## Information shown
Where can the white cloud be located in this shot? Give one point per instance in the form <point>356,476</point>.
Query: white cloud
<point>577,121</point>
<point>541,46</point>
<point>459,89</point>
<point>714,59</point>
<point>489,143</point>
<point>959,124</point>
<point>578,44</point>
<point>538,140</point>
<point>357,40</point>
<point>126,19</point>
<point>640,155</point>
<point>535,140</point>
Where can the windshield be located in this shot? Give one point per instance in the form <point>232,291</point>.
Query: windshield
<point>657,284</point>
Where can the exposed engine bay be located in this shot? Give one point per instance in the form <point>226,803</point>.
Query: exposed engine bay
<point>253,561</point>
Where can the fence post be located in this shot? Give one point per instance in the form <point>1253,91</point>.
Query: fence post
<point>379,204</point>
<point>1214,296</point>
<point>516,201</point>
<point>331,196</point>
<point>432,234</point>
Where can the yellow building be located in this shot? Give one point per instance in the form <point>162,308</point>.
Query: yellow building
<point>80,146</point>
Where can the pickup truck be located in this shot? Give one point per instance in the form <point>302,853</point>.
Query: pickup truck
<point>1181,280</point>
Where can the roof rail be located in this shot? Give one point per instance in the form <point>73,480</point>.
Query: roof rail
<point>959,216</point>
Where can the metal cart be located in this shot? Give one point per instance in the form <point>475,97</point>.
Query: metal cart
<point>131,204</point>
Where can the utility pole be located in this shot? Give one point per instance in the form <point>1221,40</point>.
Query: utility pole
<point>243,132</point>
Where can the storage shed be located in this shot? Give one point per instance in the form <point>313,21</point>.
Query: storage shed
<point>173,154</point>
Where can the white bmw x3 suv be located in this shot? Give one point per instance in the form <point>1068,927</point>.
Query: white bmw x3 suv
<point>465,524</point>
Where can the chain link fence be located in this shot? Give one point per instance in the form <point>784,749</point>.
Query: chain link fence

## What you have to do
Change every "located" in the listing to "found", and keep all other text the same.

## Finished exercise
Where can the white cloud be found in this shot? Give one point per instance in the form <point>356,476</point>.
Query: white cloud
<point>577,121</point>
<point>541,46</point>
<point>459,89</point>
<point>714,59</point>
<point>489,143</point>
<point>959,124</point>
<point>578,44</point>
<point>538,140</point>
<point>357,40</point>
<point>126,19</point>
<point>640,155</point>
<point>535,140</point>
Where can the windshield be found in this shot? Give one point per instance in the form <point>232,291</point>.
Query: windshield
<point>657,284</point>
Where can the exposed engine bay be found in this shot? Give one point per instance in the form <point>226,803</point>.
Query: exposed engine bay
<point>253,561</point>
Where can the fence post be found in this shot? Give one point per instance in the form <point>1253,91</point>.
Query: fence post
<point>379,204</point>
<point>1214,296</point>
<point>516,201</point>
<point>331,196</point>
<point>432,234</point>
Where can the yellow building be found in this shot? Give one point per instance in the form <point>162,308</point>.
Query: yellow building
<point>80,146</point>
Where can the pickup truck be found in this shot? Give one point per instance in the form <point>302,853</point>.
Query: pickup truck
<point>1181,280</point>
Where can the roof rail be found in this shot? Give one point per instance in the form <point>73,480</point>.
Query: roof rail
<point>959,216</point>
Where can the metal cart be found in this shot? Give one point per instance in the form <point>475,97</point>.
Query: metal cart
<point>131,204</point>
Where can the utility pole be found in this shot? Give one point per instance in the form <point>1221,40</point>.
Query: utility pole
<point>243,132</point>
Where can the storage shed be found in this shot? Give one point per instance in the form <point>313,21</point>.
Query: storage shed
<point>173,154</point>
Where can the white bmw x3 suv be found in this shot? Give one point per instance in the form <point>1068,927</point>.
Query: white bmw x3 suv
<point>465,524</point>
Where can the chain link fence be found in this shot? Give one point per instance in the form <point>784,749</point>.
Query: chain link fence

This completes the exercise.